§ **EXERCISE TEXT**:
Shaoquett Moselmane bragged about raising money for Anthony Albanese.

NSW Labor MP Shaoquett Moselmane arrives at his Rockdale home in Sydney after it was raided by federal police as part of an investigation into allegations of foreign interference. Picture: AAP
NSW Labor MP Shaoquett Moselmane arrives at his Rockdale home in Sydney after it was raided by federal police as part of an investigation into allegations of foreign interference. Picture: AAP

The NSW state Labor MP raided by federal agents on Friday as part of an ASIO probe into Beijing’s foreign influence activities boasted on Facebook about raising money for Anthony Albanese ahead of the 2019 federal election.

A spokeswoman for the Opposition Leader would not comment on Friday about whether donations from the fundraiser — promoted on Facebook by Shaoquett Moselmane — would be paid back.

Mr Moselmane, who was suspended from the Labor Party on Friday, said on the social media platform that he was “delighted” to have put on the event for Mr Albanese as well as a key Labor frontbencher and leading figure of the NSW Right, Tony Burke.

He also posted photos to his page of Mr Albanese, Mr Burke and former Labor foreign minister and former NSW premier from 1995 to 2005 Bob Carr, who he said was a “special guest” at the fundraising event.

A spokesman for Labor’s NSW division told The Weekend Australian that “all donations are declared­ within the relevant rules” but the party would not be auditing ­donations or looking at any money raised through Mr Moselmane’s Chinese connections.

The ASIO investigation comes about 2½ years after former Labor senator Sam Dastyari resigned from parliament embroiled in his own foreign influence scandal, amid claims he tipped off Chinese billionaire Huang Xiangmo to the fact he was likely under surveillance by intelligence agencies.

Scott Morrison said the raids on Friday morning demonstrated the “extremely serious” and elevated threat to Australia posed by foreign actors, highlighting the importance of tough new foreign interference laws passed in 2017.

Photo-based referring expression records

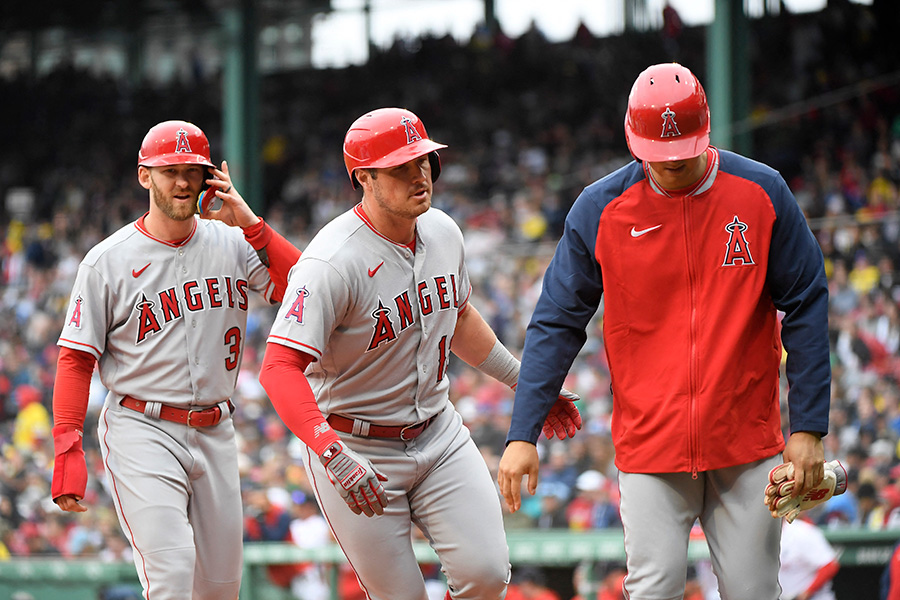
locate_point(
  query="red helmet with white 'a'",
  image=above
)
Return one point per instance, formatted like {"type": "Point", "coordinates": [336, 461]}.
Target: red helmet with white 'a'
{"type": "Point", "coordinates": [668, 115]}
{"type": "Point", "coordinates": [388, 137]}
{"type": "Point", "coordinates": [174, 143]}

§ **TASKS**:
A – Rewrite the paragraph of the news article that begins "The ASIO investigation comes about" as a short bulleted list, keeping its main facts.
B – For each statement, decide whether the news article supports it. Answer yes or no, and quote the words that decide it.
(i) Mr Moselmane was suspended from the Labor Party on Friday.
(ii) Labor's NSW division said it would audit donations.
(iii) The foreign interference laws mentioned by Scott Morrison were passed in 2019.
C – From the news article, copy everything from "A spokeswoman for" down to "Right, Tony Burke.", word for word.

§ **EXERCISE RESULTS**:
A –
- The ASIO investigation comes about 2½ years after former Labor senator Sam Dastyari resigned from parliament.
- Dastyari was embroiled in his own foreign influence scandal.
- He was claimed to have tipped off Chinese billionaire Huang Xiangmo that he was likely under surveillance by intelligence agencies.

B –
(i) Yes: "who was suspended from the Labor Party on Friday"
(ii) No: "the party would not be auditing"
(iii) No: "tough new foreign interference laws passed in 2017"

C –
A spokeswoman for the Opposition Leader would not comment on Friday about whether donations from the fundraiser — promoted on Facebook by Shaoquett Moselmane — would be paid back.

Mr Moselmane, who was suspended from the Labor Party on Friday, said on the social media platform that he was “delighted” to have put on the event for Mr Albanese as well as a key Labor frontbencher and leading figure of the NSW Right, Tony Burke.